** Begin Passage provided **

Although I hardly knew Jim, I admired him from afar. I felt an affinity for him not just because of his role in helping get Dogwood Initiative – the organization I have dedicated the last dozen years to – off the ground, but because he was, at least by reputation, a polarizer (a reputation I’m told we share). Folks either loved Jim or hated him. Everyone who met him had an opinion and a story. But regardless of which side one fell on, people respected him because he was formidable and got things done.

Jim’s career was diverse: poverty advocate, housing developer, councillor, culture lover, great friend, formidable opponent and ideas generator. But he is best known for being a tireless activist and champion of social justice, and for not accepting the world the way it was but for imagining and changing how it could be.

Jim’s most memorable legacies are:

  • Turning the Woodward’s building into a megaproject that combined social and market housing, a university building, shops and offices;
  • The Four Corners Bank he created for the poor in the Downtown Eastside in the 1990s; and
  • The hundreds of units of social housing he got built during the 1980s as head of Downtown Eastside Residents advocacy organization.

Jim died suddenly just 36 hours after he was presented with the Freedom of the City award by Vancouver Mayor Gregor Robertson.

Dogwood Initiative, British Columbia and the world lost two courageous men in February. Their legacies will continue to inspire me to dream big, fight hard and never give up.

** End Passage provided **

| Request |
Answer these about the passage on Jim:
(a) What award was Jim given 36 hours before he died?
(b) What group did Jim lead during the 1980s?
(c) What did the Woodward's building project combine?
The lines have nothing to do with the tasks.

** Begin Supplied information **

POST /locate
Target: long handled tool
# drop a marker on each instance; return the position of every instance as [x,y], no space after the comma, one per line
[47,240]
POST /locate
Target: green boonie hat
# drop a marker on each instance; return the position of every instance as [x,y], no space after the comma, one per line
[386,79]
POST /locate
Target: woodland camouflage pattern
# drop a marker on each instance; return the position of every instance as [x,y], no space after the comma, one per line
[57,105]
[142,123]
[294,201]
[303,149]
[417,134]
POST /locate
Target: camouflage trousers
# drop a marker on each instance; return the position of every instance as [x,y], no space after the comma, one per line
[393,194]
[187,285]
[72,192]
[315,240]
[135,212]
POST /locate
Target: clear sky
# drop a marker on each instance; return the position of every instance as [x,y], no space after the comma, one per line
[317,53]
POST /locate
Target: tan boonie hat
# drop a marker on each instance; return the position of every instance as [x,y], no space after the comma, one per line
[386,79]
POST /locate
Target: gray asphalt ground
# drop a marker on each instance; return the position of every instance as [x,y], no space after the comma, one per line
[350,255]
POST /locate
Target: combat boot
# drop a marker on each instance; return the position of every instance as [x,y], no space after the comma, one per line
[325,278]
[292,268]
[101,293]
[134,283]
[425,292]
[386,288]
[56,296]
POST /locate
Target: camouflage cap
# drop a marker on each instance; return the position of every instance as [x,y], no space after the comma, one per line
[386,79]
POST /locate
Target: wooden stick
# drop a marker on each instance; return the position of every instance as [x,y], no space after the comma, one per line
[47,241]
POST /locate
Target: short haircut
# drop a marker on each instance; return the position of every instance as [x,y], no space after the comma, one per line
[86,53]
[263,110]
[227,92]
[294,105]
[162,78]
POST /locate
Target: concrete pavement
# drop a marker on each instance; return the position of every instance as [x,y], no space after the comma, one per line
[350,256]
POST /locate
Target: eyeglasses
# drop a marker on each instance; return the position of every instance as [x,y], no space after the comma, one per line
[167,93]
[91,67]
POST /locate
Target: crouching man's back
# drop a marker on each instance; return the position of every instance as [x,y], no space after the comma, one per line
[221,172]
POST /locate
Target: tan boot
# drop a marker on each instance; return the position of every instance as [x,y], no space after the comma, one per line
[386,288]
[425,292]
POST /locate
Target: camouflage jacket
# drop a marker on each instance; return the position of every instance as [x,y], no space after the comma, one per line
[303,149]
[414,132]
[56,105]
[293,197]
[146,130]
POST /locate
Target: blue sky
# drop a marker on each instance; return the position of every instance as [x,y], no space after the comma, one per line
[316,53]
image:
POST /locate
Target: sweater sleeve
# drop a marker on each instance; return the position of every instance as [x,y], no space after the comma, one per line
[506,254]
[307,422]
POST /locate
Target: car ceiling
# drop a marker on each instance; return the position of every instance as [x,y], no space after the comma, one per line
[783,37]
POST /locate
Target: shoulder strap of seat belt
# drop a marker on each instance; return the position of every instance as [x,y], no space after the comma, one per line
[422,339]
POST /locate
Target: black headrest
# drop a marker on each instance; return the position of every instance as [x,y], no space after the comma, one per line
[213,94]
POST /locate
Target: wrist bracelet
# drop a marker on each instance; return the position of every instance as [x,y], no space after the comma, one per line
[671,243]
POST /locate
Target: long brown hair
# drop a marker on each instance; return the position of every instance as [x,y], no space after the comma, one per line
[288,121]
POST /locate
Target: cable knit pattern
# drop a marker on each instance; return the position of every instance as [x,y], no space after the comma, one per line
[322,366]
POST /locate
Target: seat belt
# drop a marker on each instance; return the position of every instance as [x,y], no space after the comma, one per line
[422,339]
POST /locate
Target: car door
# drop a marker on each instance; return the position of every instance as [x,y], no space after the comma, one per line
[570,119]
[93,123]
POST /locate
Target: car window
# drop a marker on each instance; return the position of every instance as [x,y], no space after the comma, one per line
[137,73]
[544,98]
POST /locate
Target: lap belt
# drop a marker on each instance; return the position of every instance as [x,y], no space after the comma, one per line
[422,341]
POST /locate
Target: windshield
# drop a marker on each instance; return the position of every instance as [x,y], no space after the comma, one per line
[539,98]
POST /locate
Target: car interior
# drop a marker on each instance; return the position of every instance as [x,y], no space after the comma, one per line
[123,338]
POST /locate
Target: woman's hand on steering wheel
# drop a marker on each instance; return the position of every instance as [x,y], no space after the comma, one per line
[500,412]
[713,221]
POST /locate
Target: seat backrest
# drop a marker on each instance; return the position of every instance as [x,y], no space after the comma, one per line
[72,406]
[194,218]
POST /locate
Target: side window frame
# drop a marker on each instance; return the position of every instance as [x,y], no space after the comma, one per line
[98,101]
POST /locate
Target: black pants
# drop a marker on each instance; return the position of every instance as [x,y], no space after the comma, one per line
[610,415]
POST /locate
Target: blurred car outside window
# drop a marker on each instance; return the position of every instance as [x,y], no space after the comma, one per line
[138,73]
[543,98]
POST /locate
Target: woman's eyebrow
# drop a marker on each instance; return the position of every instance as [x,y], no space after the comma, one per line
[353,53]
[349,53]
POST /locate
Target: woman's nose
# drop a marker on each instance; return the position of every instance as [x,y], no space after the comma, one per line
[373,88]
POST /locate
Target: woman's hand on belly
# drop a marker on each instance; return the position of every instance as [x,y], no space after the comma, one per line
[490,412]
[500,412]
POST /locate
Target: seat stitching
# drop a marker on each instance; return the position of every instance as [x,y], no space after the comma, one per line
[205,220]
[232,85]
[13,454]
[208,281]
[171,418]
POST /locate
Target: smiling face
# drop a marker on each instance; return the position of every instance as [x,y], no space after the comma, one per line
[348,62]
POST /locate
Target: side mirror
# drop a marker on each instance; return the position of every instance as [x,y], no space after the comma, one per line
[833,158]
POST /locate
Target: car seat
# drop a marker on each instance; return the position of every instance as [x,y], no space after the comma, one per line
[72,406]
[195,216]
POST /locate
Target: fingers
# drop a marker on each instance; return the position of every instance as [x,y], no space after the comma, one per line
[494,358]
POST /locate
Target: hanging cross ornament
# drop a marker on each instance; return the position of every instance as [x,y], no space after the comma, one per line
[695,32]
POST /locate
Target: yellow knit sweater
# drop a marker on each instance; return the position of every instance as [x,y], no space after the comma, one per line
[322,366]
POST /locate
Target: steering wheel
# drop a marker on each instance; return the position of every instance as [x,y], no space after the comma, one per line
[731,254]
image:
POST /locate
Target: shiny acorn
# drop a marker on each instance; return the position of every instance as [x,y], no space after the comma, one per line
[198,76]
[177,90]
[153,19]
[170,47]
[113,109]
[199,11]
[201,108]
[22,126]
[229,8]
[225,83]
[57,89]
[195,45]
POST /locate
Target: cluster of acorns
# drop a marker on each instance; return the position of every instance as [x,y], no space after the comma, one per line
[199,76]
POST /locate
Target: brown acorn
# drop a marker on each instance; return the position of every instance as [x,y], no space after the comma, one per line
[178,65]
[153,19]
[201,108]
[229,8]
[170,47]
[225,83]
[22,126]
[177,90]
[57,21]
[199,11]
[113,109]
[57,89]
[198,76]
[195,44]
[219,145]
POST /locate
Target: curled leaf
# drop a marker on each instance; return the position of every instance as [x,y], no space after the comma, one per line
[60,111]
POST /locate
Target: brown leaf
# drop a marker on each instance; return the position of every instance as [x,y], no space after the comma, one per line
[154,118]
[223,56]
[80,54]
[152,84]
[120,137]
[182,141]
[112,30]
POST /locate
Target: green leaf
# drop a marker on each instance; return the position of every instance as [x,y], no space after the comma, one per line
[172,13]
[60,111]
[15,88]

** End Supplied information **

| Correct result |
(a) The Freedom of the City award, presented by Vancouver Mayor Gregor Robertson.
(b) The Downtown Eastside Residents advocacy organization.
(c) Social and market housing, a university building, shops and offices.